[Source text — start]

Just a wild thought but what about a tool well between the 2 benchs? I have one attached to the side of my laminate top bench. It could be used to hold the 2 benches together. Its a heck of a lot easier to bolt thru it to the metal table and it can be sized in whatever configuration you need. If the bolts of the metal table are in the way just cut some dados or use a forstner bit to create some recesses.

Here is a pick of my top with its tool well if it helps give you any ideas.








I have a removable caddy to hold bench dogs and other things in mine if it looks funny. That comes out and both wells are completely open or i have more support for larger sheet goods.


----------



## Karda (Nov 19, 2016)

thats an idea, I'll have to look into it thanks


----------



## Sylvain (Jul 23, 2011)

If your base is stable, why would you want to bolt it to the table?


----------



## Karda (Nov 19, 2016)

I want to use the bench for planing and I will use the vice for wood carving. Although the bench is stable it is not that heavy


----------



## Karda (Nov 19, 2016)

Hi,, I am getting more settled on the bench I want, I will be laminating 2×4s to make the top, 18" x about 30". I will eventually put vice on the end. I want to mortise on an end cap for the vice . In order to get clearance for the vice I may have to take the legs off the bench and shorten them. Where to put the vice, do I center it and have chops the full width of the top or do I put it on the corner and have smaller chops. I'll use my circular saw for making the tenon on the end for the end cap how do i get this square and plumb so the vice is level in all directions Thanks Mike


----------



## Sylvain (Jul 23, 2011)

One generally put the vise 
- on the long side;
- between the legs;
- near the left leg (near the right leg if you are a lefty).

[Source text — finish]
[Listed entries — start]

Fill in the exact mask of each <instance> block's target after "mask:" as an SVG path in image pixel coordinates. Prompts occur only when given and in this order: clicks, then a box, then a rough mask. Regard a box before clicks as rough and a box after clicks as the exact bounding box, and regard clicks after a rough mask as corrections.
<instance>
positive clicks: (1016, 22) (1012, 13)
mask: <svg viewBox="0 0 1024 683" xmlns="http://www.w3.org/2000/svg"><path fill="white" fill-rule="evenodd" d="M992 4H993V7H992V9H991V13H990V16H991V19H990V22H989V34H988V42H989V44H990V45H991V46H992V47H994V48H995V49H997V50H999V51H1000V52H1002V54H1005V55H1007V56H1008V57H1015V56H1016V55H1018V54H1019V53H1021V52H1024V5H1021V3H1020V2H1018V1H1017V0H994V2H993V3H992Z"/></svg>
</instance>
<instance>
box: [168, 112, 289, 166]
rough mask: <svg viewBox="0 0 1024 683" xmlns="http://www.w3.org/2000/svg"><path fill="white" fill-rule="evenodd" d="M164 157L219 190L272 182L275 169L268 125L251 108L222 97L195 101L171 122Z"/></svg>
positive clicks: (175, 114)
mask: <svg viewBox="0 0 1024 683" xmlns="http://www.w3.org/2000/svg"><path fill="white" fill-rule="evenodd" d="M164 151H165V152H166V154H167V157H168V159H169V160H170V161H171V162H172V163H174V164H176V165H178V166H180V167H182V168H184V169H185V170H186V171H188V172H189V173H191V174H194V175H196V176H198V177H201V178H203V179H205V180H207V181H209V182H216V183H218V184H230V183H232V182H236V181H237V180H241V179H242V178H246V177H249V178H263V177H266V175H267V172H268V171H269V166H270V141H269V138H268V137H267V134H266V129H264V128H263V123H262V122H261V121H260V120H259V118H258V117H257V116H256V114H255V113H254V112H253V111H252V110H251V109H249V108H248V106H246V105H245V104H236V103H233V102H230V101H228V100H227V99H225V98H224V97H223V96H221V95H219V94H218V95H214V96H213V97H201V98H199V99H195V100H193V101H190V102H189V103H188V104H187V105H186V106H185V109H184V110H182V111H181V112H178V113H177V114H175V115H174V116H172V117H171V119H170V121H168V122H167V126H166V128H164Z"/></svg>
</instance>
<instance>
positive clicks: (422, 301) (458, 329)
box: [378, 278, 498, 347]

[Listed entries — finish]

* _Questions_:
- A) According to the forum thread, what will Karda laminate to make the bench top?
- B) Select every line of the records that contains the string "positive".

* _Exercise answers_:
- A) 2×4s

- B)
positive clicks: (1016, 22) (1012, 13)
positive clicks: (175, 114)
positive clicks: (422, 301) (458, 329)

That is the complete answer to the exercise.